TASK DETAILS:
Starting at the line that contains "Every instance of the light stone", print every remaining line of the entries, unchanged, and output nothing more.

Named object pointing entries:
----------

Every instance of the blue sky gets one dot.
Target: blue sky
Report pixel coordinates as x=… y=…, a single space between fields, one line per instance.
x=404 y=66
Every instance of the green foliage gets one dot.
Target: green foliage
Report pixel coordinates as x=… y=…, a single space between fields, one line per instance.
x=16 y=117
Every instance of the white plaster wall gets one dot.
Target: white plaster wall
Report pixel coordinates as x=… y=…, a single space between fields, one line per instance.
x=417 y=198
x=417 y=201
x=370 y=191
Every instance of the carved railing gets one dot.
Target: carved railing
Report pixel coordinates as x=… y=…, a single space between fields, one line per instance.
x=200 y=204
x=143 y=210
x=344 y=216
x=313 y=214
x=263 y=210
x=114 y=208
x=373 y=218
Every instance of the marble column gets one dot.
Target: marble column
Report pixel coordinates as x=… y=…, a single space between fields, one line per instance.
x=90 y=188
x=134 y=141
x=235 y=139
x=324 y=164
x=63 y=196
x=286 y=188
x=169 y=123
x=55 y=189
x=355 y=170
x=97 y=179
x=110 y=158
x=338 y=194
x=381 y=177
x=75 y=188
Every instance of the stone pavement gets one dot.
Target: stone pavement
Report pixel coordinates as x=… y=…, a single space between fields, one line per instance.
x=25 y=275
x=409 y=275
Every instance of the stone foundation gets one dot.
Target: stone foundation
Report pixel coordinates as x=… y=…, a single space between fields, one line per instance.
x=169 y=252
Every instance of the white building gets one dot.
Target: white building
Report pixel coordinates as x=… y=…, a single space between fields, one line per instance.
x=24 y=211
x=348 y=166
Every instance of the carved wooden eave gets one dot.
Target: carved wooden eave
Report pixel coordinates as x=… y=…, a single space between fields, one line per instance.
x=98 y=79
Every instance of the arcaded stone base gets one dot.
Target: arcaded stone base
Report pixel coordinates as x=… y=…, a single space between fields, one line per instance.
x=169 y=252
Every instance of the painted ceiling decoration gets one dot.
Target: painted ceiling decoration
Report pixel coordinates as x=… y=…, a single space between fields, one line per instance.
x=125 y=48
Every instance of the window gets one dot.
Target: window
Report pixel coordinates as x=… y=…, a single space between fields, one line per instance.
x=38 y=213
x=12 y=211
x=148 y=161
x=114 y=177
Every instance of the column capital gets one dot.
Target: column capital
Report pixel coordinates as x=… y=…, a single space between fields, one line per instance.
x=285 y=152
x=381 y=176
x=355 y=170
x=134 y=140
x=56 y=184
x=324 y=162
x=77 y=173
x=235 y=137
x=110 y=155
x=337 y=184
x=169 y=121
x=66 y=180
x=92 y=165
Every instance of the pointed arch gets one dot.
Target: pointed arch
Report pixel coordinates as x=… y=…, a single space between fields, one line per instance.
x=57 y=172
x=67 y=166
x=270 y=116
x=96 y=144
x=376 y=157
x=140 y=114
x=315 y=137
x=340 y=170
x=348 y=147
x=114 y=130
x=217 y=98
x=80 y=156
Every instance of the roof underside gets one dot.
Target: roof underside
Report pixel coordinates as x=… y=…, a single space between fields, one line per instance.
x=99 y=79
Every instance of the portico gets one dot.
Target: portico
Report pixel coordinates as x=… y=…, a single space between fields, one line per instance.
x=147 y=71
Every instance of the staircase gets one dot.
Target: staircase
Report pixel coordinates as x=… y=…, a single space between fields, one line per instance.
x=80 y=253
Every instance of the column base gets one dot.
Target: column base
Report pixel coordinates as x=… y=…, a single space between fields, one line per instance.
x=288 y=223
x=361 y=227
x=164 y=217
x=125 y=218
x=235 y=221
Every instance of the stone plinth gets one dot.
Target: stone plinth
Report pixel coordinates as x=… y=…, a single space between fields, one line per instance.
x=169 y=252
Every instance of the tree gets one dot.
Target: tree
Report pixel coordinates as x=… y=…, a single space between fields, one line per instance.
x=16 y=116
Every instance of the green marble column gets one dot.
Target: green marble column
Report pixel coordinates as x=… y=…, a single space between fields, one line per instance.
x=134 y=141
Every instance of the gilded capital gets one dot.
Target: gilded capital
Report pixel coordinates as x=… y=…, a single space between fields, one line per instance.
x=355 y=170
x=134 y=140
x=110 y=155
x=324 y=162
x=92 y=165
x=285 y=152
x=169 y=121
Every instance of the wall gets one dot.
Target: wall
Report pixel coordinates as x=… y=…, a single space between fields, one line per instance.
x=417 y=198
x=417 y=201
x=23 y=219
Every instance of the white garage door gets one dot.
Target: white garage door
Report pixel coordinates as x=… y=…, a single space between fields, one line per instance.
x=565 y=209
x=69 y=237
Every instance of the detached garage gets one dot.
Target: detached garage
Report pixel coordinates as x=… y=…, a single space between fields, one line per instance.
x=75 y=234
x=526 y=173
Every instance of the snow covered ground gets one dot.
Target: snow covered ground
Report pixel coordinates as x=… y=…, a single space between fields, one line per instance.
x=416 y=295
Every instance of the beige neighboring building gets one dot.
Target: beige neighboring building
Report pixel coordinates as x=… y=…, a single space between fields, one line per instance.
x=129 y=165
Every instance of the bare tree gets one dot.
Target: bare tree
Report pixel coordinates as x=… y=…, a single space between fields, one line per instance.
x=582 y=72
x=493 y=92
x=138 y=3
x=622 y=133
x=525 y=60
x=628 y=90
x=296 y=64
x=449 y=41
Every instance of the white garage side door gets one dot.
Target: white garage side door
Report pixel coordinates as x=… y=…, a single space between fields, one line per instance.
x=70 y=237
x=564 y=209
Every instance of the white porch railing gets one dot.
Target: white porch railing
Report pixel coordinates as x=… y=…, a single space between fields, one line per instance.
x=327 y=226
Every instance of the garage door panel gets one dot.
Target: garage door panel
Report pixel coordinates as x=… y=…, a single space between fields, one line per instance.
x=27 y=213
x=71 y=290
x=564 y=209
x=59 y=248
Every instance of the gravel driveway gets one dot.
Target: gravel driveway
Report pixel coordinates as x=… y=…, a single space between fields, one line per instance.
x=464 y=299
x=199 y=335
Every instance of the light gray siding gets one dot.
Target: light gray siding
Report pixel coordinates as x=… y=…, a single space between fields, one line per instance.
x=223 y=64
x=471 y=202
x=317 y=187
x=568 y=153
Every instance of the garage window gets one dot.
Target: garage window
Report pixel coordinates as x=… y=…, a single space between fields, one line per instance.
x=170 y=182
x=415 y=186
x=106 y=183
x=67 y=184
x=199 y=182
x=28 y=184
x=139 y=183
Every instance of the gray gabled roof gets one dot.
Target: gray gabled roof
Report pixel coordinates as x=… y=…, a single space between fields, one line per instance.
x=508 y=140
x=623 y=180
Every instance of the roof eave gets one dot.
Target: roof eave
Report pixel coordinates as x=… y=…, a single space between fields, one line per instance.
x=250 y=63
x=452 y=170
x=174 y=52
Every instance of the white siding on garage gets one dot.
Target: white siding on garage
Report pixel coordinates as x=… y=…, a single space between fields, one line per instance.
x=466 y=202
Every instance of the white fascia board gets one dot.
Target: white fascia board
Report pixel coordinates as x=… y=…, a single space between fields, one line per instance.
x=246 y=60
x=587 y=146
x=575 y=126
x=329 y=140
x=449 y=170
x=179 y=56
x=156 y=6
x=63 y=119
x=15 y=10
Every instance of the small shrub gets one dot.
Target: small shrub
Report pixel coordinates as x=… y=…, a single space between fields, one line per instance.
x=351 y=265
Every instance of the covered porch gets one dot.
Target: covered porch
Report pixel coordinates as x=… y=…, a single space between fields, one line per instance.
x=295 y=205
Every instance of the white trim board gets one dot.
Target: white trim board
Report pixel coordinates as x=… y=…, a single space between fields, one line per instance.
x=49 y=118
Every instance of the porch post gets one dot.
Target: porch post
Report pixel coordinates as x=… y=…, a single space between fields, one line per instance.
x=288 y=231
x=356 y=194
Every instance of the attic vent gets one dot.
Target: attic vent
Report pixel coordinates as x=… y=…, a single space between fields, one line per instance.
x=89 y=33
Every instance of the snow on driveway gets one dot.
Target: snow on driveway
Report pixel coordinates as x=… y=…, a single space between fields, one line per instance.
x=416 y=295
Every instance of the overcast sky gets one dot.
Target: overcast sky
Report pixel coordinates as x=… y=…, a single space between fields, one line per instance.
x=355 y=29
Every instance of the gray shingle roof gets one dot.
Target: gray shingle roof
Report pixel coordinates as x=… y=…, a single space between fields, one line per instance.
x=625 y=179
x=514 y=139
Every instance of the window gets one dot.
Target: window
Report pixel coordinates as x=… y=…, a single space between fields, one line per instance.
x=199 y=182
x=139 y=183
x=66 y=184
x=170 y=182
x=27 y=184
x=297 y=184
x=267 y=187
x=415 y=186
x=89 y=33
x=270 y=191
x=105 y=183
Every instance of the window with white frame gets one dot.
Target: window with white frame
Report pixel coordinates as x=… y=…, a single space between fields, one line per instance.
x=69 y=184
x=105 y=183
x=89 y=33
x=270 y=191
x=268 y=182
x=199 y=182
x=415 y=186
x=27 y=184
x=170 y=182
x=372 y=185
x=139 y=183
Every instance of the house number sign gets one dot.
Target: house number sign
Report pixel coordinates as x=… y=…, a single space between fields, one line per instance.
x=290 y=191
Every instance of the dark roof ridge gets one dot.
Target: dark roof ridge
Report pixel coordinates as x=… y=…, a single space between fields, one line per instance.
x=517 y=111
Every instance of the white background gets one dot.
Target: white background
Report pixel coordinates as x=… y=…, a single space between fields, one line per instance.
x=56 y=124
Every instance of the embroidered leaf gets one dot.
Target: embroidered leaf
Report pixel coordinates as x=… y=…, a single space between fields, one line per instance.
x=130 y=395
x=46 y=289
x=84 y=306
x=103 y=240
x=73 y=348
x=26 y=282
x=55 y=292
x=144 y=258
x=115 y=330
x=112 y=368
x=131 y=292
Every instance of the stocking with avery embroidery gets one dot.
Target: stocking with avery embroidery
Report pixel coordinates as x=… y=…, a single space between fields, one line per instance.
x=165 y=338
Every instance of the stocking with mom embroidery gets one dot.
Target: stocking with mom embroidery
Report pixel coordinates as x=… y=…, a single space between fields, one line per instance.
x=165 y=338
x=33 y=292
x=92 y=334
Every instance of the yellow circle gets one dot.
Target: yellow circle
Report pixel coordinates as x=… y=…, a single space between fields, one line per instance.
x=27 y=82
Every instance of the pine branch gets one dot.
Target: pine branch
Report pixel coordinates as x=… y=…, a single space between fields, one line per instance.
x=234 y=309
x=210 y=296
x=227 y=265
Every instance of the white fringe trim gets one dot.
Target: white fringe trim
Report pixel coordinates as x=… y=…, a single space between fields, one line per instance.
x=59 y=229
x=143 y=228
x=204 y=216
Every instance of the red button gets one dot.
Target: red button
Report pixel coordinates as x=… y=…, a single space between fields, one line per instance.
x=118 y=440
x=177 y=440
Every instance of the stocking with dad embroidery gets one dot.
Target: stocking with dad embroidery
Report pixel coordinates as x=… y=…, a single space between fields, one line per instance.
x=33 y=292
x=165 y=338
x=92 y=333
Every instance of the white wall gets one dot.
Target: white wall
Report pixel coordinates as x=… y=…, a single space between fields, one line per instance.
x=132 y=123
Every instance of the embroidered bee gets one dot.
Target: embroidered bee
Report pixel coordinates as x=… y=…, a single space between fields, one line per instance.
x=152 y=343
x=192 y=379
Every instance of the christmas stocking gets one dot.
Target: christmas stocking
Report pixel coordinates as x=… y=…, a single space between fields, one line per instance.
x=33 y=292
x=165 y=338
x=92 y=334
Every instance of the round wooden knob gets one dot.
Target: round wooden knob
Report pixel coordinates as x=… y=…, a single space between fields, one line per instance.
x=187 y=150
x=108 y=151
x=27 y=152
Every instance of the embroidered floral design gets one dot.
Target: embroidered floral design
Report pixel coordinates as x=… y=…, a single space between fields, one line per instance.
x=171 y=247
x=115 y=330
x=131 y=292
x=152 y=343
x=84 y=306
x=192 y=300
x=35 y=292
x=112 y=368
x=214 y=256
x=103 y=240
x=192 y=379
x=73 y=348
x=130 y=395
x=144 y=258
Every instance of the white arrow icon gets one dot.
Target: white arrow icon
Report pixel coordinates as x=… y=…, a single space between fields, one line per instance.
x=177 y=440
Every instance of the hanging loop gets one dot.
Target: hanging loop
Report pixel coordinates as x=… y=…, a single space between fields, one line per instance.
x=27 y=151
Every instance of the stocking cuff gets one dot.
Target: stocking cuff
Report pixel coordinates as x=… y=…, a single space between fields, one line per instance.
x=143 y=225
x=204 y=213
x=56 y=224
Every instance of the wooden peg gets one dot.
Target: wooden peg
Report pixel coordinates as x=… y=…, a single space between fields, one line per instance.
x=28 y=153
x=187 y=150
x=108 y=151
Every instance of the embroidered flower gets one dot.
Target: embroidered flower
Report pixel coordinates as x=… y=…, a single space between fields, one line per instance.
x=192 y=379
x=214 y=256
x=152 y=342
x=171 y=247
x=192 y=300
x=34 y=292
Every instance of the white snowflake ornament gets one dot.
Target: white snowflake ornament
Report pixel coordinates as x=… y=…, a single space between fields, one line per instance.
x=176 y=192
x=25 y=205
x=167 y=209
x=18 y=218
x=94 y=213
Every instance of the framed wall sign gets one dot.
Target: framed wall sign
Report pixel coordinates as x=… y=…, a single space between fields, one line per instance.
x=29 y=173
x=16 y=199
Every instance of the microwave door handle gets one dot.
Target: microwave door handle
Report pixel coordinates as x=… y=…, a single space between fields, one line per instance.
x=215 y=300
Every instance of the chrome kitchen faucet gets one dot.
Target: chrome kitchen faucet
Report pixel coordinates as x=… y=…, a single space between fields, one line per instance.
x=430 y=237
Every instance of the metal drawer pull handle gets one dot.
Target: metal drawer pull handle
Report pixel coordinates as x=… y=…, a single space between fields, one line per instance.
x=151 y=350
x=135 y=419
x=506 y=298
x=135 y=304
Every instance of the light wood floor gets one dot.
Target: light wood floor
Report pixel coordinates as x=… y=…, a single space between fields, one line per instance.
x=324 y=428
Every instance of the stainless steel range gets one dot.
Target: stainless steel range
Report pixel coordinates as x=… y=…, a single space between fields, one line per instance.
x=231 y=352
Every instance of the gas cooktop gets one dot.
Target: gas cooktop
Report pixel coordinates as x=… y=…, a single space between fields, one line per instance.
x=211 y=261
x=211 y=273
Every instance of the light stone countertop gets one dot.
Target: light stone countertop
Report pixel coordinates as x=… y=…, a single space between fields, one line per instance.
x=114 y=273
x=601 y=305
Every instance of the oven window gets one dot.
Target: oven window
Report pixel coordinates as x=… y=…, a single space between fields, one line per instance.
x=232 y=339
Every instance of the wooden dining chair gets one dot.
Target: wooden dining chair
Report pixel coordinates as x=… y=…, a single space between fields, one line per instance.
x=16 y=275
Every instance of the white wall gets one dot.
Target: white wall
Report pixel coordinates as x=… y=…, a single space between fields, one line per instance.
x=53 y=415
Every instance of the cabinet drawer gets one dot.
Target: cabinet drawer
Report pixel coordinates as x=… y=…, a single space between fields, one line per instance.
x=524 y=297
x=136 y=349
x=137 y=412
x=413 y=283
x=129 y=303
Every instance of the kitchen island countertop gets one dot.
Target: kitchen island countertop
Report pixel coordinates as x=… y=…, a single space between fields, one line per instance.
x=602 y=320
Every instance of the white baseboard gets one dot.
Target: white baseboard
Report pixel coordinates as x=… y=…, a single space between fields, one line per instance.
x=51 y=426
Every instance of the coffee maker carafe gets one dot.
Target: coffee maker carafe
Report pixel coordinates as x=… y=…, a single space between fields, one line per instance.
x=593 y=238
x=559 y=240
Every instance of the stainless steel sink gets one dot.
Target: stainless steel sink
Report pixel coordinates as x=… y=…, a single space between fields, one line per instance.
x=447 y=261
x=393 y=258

----------

RESPONSE TO THIS EXERCISE:
Every instance of the light stone countertop gets one dot.
Target: light stone countertop
Report pixel coordinates as x=… y=…, a single space between fields, one line per instance.
x=114 y=273
x=601 y=305
Every instance of the oven window gets one dot.
Target: oven window
Report pixel coordinates as x=… y=…, a single space between fields, one line per instance.
x=232 y=339
Every instance of the wooden dining chair gets one dot.
Target: wooden dining chair
Report pixel coordinates as x=… y=…, a single space between fields, one line per instance.
x=16 y=275
Every instance of the white wall gets one dot.
Target: white wall
Report pixel coordinates as x=… y=…, a single space between fields, one line per instance.
x=53 y=415
Every instance of the cabinet drawer gets one dot.
Target: cabinet drawer
Report pixel coordinates as x=… y=…, a single space between fields, one line per instance.
x=524 y=297
x=136 y=349
x=137 y=412
x=413 y=283
x=129 y=303
Every instance of the kitchen island countertop gets one dot.
Target: kitchen island countertop
Report pixel coordinates as x=… y=…, a single space between fields, one line per instance.
x=602 y=320
Every instance of the white baseboard gets one dot.
Target: white baseboard
Report pixel coordinates as x=… y=…, a single space between fields, one line per instance.
x=51 y=426
Every instance of the coffee maker carafe gets one dot.
Target: coffee maker carafe
Report pixel coordinates as x=… y=…, a single space between fields, one line per instance.
x=593 y=238
x=559 y=240
Every instance of the stainless steel sink gets one dot.
Target: stainless steel sink
Report pixel coordinates as x=… y=…, a single space between fields, one line per instance.
x=447 y=261
x=393 y=258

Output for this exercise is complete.